WRITTEN EXERCISE 1 => In the passage about Gdańsk Main Train Station, condense the paragraph beginning "Conservation works were an important element" into a short bulleted list that keeps its main facts.

PASSAGE GIVEN =>

──────

On July 31, 2023, the first passengers used the modernised Gdańsk Main Train station (Gdańsk Główny).
The station was erected between 1896-1900 in place of the western fragment of 16th-century fortifications. The complex of the building, in the Dutch Neo-Renaissance style, was designed by architects Aleksander Ruedell and Paul Thoemer. It officially opened on 30 October 1900.
Anyway, I went along to the railway station to see whether the huge investment enabled the building to regain its historic character and become a modern and comfortable space for passengers.
Glory Days – A return to the Old Colours and Original Shapes of the Station’s Exterior
Conservation works were an important element of the reconstruction of the station. The original shape of the building has been restored. For example, we can witness sloping roofs with turrets and copper sheet cladding over the northern part. Moreover, yellow and greenish zigzag ceramic tiles now cover the roof of the station.
The 48-metre tower with clocks has also undergone significant renovation. Numerous architectural details on the facade have been revamped. These features include the coat of arms of Gdańsk which are held by lions. The coat of arms of Poland towards the top of the front facade above the main entrance has also been renovated.
Interior changes made to Gdańsk Main Train Station
From the outside, Gdańsk Main Train Station now looks like an architectural gem.
However, I was burning with desire to see the changes that have been made inside the building.

──────

WRITTEN EXERCISE 2 => In the dataset items, begin at the first line and stop after the line containing "44), (61, 45)]]". Change "bird's wing" to "feather" in those lines, and leave everything else as it is.

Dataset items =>
──────

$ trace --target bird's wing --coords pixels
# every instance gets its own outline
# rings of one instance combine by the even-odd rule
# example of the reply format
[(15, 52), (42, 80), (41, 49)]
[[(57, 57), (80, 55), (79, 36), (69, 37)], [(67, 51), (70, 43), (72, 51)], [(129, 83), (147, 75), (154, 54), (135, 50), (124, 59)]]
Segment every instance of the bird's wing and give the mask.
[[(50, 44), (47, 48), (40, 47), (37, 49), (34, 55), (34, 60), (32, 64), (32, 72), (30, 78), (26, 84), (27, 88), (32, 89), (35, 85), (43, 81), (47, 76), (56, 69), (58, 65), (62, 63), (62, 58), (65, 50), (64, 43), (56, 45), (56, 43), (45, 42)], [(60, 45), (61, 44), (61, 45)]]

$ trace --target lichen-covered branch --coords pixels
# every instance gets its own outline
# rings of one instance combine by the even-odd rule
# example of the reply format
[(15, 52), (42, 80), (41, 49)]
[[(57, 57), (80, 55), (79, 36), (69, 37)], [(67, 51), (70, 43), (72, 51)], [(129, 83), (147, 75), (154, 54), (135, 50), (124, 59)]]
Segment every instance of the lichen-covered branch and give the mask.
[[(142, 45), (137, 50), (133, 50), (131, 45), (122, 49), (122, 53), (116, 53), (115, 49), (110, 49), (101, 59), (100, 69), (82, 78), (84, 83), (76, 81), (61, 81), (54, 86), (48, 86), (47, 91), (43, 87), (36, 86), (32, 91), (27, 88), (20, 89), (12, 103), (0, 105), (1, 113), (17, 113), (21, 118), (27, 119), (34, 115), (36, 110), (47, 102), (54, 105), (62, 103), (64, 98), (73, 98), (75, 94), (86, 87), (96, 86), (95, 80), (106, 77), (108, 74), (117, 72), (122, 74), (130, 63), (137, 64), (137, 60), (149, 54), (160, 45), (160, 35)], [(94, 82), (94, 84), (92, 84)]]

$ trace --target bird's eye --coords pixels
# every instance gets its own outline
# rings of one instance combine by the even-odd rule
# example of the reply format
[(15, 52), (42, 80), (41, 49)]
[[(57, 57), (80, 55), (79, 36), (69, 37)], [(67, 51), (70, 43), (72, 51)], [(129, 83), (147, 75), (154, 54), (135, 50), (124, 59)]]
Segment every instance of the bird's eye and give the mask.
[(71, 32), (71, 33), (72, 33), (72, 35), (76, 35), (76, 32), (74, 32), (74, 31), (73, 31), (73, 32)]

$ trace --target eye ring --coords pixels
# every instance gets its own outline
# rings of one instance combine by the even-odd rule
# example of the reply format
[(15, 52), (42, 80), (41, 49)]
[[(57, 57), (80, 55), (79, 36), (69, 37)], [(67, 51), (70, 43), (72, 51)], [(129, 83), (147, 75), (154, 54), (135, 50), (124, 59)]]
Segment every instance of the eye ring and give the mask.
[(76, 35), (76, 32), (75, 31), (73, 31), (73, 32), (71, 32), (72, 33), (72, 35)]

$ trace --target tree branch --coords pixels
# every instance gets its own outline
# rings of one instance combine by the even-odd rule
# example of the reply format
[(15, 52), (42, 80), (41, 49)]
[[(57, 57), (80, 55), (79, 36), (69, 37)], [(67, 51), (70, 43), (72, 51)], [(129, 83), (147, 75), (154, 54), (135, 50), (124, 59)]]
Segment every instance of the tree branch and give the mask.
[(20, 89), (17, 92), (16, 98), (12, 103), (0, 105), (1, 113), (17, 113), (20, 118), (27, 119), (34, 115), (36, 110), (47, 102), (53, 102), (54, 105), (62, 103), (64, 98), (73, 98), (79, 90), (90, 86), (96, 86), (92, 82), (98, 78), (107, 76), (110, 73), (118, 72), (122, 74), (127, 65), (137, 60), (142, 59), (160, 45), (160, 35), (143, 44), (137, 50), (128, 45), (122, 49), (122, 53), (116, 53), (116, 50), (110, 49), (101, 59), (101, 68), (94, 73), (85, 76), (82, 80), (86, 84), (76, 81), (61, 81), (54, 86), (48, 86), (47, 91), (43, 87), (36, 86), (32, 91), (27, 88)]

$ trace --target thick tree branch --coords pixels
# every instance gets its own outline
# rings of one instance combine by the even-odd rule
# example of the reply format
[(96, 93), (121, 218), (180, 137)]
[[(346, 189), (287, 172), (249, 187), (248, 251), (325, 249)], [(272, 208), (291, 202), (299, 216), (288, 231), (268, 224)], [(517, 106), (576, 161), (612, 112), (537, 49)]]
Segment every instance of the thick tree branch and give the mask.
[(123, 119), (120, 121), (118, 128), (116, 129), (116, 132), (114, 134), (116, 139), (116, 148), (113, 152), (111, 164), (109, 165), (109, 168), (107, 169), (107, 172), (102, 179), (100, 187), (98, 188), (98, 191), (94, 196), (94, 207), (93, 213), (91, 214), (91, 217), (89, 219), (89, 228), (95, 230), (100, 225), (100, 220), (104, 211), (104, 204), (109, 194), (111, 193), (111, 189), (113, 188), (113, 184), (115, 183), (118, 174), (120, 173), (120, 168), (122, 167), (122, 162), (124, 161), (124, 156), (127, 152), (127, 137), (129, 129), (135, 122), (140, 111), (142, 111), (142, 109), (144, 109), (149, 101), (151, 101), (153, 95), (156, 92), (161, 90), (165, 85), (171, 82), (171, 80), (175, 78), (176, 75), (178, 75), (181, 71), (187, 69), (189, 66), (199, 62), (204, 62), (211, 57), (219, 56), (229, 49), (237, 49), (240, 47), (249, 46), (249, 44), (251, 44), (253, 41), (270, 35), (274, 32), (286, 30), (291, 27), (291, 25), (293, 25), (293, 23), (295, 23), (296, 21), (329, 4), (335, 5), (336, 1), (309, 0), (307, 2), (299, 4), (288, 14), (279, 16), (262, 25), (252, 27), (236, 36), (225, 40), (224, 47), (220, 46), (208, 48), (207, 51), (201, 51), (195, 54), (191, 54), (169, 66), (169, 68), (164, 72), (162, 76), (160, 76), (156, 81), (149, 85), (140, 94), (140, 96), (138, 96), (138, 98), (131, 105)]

──────

WORKED SOLUTION 1 =>
- Conservation works were a key part of the station's reconstruction.
- The building's original shape has been restored.
- The northern part has sloping roofs with turrets and copper sheet cladding.
- Yellow and greenish zigzag ceramic tiles now cover the station roof.

WORKED SOLUTION 2 =>
$ trace --target feather --coords pixels
# every instance gets its own outline
# rings of one instance combine by the even-odd rule
# example of the reply format
[(15, 52), (42, 80), (41, 49)]
[[(57, 57), (80, 55), (79, 36), (69, 37)], [(67, 51), (70, 43), (72, 51)], [(129, 83), (147, 75), (154, 54), (135, 50), (124, 59)]]
Segment every instance of the feather and give the mask.
[[(50, 44), (47, 48), (40, 47), (37, 49), (34, 55), (34, 60), (32, 64), (32, 72), (30, 78), (26, 84), (27, 88), (32, 89), (35, 85), (43, 81), (47, 76), (56, 69), (58, 65), (62, 63), (62, 58), (65, 50), (64, 43), (56, 45), (56, 43), (45, 42)], [(60, 45), (61, 44), (61, 45)]]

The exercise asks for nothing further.